Convert the following lines into a JSON list of strings with one string per line, leaving out any blank lines.

>> START PROVIDED MATERIAL

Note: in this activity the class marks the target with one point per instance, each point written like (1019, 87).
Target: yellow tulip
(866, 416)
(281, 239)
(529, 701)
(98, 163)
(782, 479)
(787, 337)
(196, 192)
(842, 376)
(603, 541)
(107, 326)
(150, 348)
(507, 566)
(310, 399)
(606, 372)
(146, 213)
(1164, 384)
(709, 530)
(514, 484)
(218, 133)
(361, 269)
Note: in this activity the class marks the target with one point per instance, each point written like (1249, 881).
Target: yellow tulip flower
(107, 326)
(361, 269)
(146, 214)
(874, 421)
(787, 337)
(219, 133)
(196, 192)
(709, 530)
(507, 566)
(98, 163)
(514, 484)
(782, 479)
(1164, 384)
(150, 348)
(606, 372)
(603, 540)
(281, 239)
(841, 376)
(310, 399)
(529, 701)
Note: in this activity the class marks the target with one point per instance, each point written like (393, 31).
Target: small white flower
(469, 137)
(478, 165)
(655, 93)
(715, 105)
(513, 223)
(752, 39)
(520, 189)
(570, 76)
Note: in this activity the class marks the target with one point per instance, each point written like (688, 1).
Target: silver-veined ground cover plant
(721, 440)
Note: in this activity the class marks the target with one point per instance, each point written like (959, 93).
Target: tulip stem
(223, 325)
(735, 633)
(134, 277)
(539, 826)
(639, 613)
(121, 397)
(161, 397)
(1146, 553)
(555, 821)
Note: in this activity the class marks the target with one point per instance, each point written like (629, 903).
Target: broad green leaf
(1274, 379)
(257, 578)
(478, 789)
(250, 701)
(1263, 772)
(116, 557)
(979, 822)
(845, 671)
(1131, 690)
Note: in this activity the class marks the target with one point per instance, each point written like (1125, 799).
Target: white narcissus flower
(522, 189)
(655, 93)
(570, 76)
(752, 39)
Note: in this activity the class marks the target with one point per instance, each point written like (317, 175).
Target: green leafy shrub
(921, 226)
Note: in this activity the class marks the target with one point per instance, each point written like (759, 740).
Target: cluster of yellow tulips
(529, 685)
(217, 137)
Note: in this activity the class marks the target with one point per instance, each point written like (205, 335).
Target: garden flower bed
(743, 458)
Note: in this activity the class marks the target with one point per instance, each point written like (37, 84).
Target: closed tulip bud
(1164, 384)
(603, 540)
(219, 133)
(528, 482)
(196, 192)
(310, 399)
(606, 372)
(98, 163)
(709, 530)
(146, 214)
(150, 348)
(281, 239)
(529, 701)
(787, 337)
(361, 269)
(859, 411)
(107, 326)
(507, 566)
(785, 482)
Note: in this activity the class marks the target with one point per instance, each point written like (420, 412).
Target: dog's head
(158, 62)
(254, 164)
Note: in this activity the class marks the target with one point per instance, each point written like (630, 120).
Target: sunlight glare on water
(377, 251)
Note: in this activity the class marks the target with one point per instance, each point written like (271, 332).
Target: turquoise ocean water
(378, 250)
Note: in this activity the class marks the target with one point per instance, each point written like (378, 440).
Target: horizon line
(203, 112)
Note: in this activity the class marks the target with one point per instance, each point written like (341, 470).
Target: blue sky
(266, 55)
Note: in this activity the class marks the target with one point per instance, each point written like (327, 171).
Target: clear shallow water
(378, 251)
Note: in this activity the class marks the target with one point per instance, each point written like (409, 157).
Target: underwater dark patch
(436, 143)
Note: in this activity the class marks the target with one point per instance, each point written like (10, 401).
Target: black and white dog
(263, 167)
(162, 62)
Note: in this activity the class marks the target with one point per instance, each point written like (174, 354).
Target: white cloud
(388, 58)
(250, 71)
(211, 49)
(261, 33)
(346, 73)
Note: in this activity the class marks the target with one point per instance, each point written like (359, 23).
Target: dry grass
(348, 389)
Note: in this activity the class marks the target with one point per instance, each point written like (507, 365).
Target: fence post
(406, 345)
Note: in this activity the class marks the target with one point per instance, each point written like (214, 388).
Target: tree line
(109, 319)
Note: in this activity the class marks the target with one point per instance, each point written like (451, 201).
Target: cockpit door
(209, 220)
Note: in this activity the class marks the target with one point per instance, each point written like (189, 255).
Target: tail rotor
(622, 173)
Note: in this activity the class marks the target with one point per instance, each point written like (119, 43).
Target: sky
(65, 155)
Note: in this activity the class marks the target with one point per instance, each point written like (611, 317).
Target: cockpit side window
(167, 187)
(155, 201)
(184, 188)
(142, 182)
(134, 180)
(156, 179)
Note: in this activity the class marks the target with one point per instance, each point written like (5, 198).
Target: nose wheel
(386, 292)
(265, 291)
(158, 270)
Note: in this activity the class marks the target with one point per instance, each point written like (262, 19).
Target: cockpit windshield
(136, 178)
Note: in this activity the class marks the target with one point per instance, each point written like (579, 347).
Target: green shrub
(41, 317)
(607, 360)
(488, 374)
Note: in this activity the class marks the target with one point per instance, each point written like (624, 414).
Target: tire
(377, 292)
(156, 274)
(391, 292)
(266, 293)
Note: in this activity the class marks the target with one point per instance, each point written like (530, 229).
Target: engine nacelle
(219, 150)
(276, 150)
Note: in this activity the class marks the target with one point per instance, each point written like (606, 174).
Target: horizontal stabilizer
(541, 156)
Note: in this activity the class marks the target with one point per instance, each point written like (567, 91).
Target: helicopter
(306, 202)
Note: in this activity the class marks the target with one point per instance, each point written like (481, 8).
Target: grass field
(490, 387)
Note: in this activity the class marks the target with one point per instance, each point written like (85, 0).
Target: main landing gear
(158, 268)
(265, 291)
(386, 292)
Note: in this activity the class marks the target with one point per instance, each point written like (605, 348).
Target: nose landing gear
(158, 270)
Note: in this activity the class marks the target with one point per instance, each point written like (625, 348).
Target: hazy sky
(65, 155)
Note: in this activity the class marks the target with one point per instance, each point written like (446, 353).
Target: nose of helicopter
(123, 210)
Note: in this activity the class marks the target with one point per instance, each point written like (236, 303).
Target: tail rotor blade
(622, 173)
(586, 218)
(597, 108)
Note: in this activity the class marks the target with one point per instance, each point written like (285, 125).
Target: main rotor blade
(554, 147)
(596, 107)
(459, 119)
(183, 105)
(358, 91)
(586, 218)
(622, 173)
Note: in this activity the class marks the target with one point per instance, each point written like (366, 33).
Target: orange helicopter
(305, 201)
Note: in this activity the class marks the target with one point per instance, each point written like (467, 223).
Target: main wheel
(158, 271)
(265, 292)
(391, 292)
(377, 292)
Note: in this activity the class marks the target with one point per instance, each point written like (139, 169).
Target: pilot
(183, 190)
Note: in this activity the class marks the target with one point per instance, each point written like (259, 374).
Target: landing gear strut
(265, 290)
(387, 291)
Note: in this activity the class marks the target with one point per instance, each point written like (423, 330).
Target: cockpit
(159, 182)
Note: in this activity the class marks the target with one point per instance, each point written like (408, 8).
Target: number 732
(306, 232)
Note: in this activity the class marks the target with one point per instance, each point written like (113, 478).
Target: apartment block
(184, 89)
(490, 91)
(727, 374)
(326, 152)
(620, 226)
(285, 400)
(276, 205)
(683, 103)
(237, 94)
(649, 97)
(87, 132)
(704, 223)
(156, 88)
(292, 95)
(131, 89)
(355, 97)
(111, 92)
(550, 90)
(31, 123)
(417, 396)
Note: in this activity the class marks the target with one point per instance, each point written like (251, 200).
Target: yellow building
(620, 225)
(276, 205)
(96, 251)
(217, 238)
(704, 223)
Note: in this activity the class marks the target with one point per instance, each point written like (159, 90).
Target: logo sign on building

>> END PROVIDED MATERIAL

- THE REPLY:
[
  "Note: in this activity the class marks the target with one point per instance, each point written like (1019, 87).",
  "Target: yellow tulip",
  "(866, 416)",
  "(281, 239)",
  "(529, 701)",
  "(98, 163)",
  "(782, 479)",
  "(787, 337)",
  "(196, 192)",
  "(842, 376)",
  "(603, 541)",
  "(107, 326)",
  "(150, 348)",
  "(507, 566)",
  "(310, 399)",
  "(606, 372)",
  "(146, 213)",
  "(1164, 384)",
  "(709, 530)",
  "(514, 484)",
  "(218, 133)",
  "(361, 269)",
  "Note: in this activity the class marks the target with one point per instance, each point written like (1249, 881).",
  "Target: yellow tulip flower",
  "(107, 326)",
  "(361, 269)",
  "(146, 214)",
  "(874, 421)",
  "(787, 337)",
  "(219, 133)",
  "(196, 192)",
  "(709, 530)",
  "(507, 566)",
  "(98, 163)",
  "(514, 484)",
  "(782, 479)",
  "(1164, 384)",
  "(150, 348)",
  "(606, 372)",
  "(603, 540)",
  "(281, 239)",
  "(841, 376)",
  "(310, 399)",
  "(529, 701)",
  "Note: in this activity the class marks the target with one point per instance, each point written like (393, 31).",
  "Target: small white flower",
  "(469, 137)",
  "(478, 165)",
  "(655, 93)",
  "(715, 105)",
  "(513, 223)",
  "(752, 39)",
  "(520, 189)",
  "(570, 76)",
  "Note: in this activity the class marks the target with one point per instance, each point written like (688, 1).",
  "Target: silver-veined ground cover plant",
  "(721, 440)",
  "Note: in this activity the class marks the target with one point per instance, each point written like (959, 93).",
  "Target: tulip stem",
  "(223, 325)",
  "(735, 633)",
  "(134, 277)",
  "(539, 826)",
  "(639, 613)",
  "(121, 397)",
  "(161, 397)",
  "(1146, 553)",
  "(555, 821)",
  "Note: in this activity the class marks the target with one point per instance, each point written like (629, 903).",
  "Target: broad green leaf",
  "(1274, 379)",
  "(257, 578)",
  "(478, 789)",
  "(250, 701)",
  "(1263, 772)",
  "(116, 557)",
  "(979, 822)",
  "(845, 671)",
  "(1131, 690)",
  "Note: in this activity the class marks the target with one point per instance, each point written like (1125, 799).",
  "Target: white narcissus flower",
  "(522, 189)",
  "(655, 93)",
  "(570, 76)",
  "(752, 39)",
  "Note: in this activity the class marks the target with one point per instance, each point written like (317, 175).",
  "Target: green leafy shrub",
  "(921, 226)",
  "Note: in this activity the class marks the target with one point per instance, each point written like (759, 740).",
  "Target: cluster of yellow tulips",
  "(529, 685)",
  "(217, 137)",
  "Note: in this activity the class marks the target with one point per instance, each point written like (205, 335).",
  "Target: garden flower bed",
  "(743, 458)",
  "Note: in this activity the class marks the target with one point per instance, each point written like (37, 84).",
  "Target: closed tulip bud",
  "(1164, 384)",
  "(603, 540)",
  "(219, 133)",
  "(528, 482)",
  "(196, 192)",
  "(310, 399)",
  "(606, 372)",
  "(98, 163)",
  "(709, 530)",
  "(146, 214)",
  "(150, 348)",
  "(281, 239)",
  "(529, 701)",
  "(787, 337)",
  "(361, 269)",
  "(859, 411)",
  "(107, 326)",
  "(507, 566)",
  "(785, 482)",
  "Note: in this activity the class marks the target with one point per instance, each point written like (420, 412).",
  "Target: dog's head",
  "(158, 62)",
  "(254, 164)",
  "Note: in this activity the class marks the target with one point per instance, each point written like (630, 120).",
  "Target: sunlight glare on water",
  "(377, 251)",
  "Note: in this activity the class marks the target with one point per instance, each point written like (271, 332).",
  "Target: turquoise ocean water",
  "(378, 250)",
  "Note: in this activity the class marks the target with one point per instance, each point written like (378, 440).",
  "Target: horizon line",
  "(203, 112)",
  "Note: in this activity the class marks the target with one point per instance, each point written like (341, 470).",
  "Target: blue sky",
  "(266, 55)",
  "Note: in this activity the class marks the target with one point per instance, each point written like (327, 171).",
  "Target: clear shallow water",
  "(378, 251)",
  "Note: in this activity the class marks the target with one point per instance, each point written like (409, 157).",
  "Target: underwater dark patch",
  "(436, 143)",
  "Note: in this activity the class marks the target with one point per instance, each point written like (10, 401).",
  "Target: black and white dog",
  "(263, 167)",
  "(162, 62)",
  "Note: in this activity the class marks the target with one point per instance, each point written like (174, 354).",
  "Target: white cloud",
  "(388, 58)",
  "(250, 71)",
  "(211, 49)",
  "(261, 33)",
  "(346, 73)",
  "Note: in this activity the class marks the target with one point per instance, each point written like (359, 23).",
  "Target: dry grass",
  "(348, 389)",
  "Note: in this activity the class marks the target with one point per instance, each point written like (507, 365).",
  "Target: fence post",
  "(406, 345)",
  "Note: in this activity the class marks the target with one point per instance, each point written like (214, 388).",
  "Target: tree line",
  "(109, 319)",
  "Note: in this activity the class marks the target with one point per instance, each point written like (451, 201).",
  "Target: cockpit door",
  "(209, 220)",
  "Note: in this activity the class marks the target with one point per instance, each point written like (189, 255).",
  "Target: tail rotor",
  "(622, 173)",
  "Note: in this activity the class marks the target with one point per instance, each point written like (119, 43).",
  "Target: sky",
  "(65, 155)",
  "Note: in this activity the class marks the target with one point per instance, each point written like (611, 317).",
  "Target: cockpit side window",
  "(167, 187)",
  "(155, 201)",
  "(184, 188)",
  "(142, 182)",
  "(134, 180)",
  "(156, 179)",
  "Note: in this activity the class marks the target with one point per instance, each point written like (5, 198).",
  "Target: nose wheel",
  "(386, 292)",
  "(265, 291)",
  "(158, 270)",
  "Note: in this activity the class marks the target with one point per instance, each point written like (262, 19).",
  "Target: cockpit windshield",
  "(136, 178)",
  "Note: in this activity the class marks the target with one point per instance, each point written like (579, 347).",
  "Target: green shrub",
  "(41, 317)",
  "(607, 360)",
  "(488, 374)",
  "Note: in this activity the class marks the target with one point per instance, each point written like (624, 414).",
  "Target: tire",
  "(377, 292)",
  "(156, 274)",
  "(391, 292)",
  "(266, 293)",
  "Note: in this activity the class marks the target with one point per instance, each point written like (530, 229).",
  "Target: engine nacelle",
  "(219, 150)",
  "(276, 150)",
  "Note: in this activity the class marks the target with one point per instance, each point written like (606, 174).",
  "Target: horizontal stabilizer",
  "(541, 156)",
  "Note: in this activity the class marks the target with one point per instance, each point written like (567, 91).",
  "Target: helicopter",
  "(306, 202)",
  "Note: in this activity the class marks the target with one point per instance, each point written like (481, 8).",
  "Target: grass field",
  "(490, 387)",
  "Note: in this activity the class marks the target with one point per instance, each point written like (85, 0).",
  "Target: main landing gear",
  "(158, 268)",
  "(265, 291)",
  "(386, 292)",
  "Note: in this activity the class marks the target with one point per instance, each point written like (605, 348).",
  "Target: nose landing gear",
  "(158, 270)",
  "Note: in this activity the class marks the target with one point per instance, each point written like (625, 348).",
  "Target: hazy sky",
  "(65, 155)",
  "Note: in this activity the class marks the target with one point per instance, each point written like (446, 353).",
  "Target: nose of helicopter",
  "(123, 210)",
  "Note: in this activity the class marks the target with one point per instance, each point written like (236, 303).",
  "Target: tail rotor blade",
  "(622, 173)",
  "(586, 218)",
  "(597, 108)",
  "Note: in this activity the class marks the target with one point per instance, each point written like (285, 125).",
  "Target: main rotor blade",
  "(554, 147)",
  "(596, 107)",
  "(459, 119)",
  "(183, 105)",
  "(358, 91)",
  "(586, 218)",
  "(622, 173)",
  "Note: in this activity the class marks the target with one point per instance, each point written like (366, 33).",
  "Target: orange helicopter",
  "(305, 201)",
  "Note: in this activity the class marks the target with one point per instance, each point written like (467, 223).",
  "Target: main wheel",
  "(158, 271)",
  "(265, 292)",
  "(391, 292)",
  "(377, 292)",
  "Note: in this activity the class marks the target with one point per instance, each point written like (139, 169).",
  "Target: pilot",
  "(183, 190)",
  "Note: in this activity the class marks the target with one point per instance, each point written like (259, 374).",
  "Target: landing gear strut",
  "(265, 290)",
  "(387, 291)",
  "Note: in this activity the class marks the target with one point per instance, each point written like (423, 330).",
  "Target: cockpit",
  "(159, 182)",
  "Note: in this activity the class marks the target with one point per instance, each point written like (408, 8).",
  "Target: number 732",
  "(306, 232)",
  "Note: in this activity the class marks the target with one point per instance, each point written like (113, 478).",
  "Target: apartment block",
  "(184, 89)",
  "(490, 91)",
  "(727, 374)",
  "(326, 152)",
  "(620, 226)",
  "(285, 400)",
  "(276, 205)",
  "(683, 103)",
  "(237, 94)",
  "(649, 97)",
  "(87, 132)",
  "(704, 223)",
  "(156, 88)",
  "(292, 95)",
  "(131, 89)",
  "(355, 97)",
  "(111, 92)",
  "(550, 90)",
  "(31, 123)",
  "(417, 396)",
  "Note: in this activity the class marks the target with one point per instance, each point written like (251, 200).",
  "Target: yellow building",
  "(620, 225)",
  "(276, 205)",
  "(96, 251)",
  "(217, 238)",
  "(704, 223)",
  "Note: in this activity the class marks the target with one point per instance, each point written like (159, 90).",
  "Target: logo sign on building"
]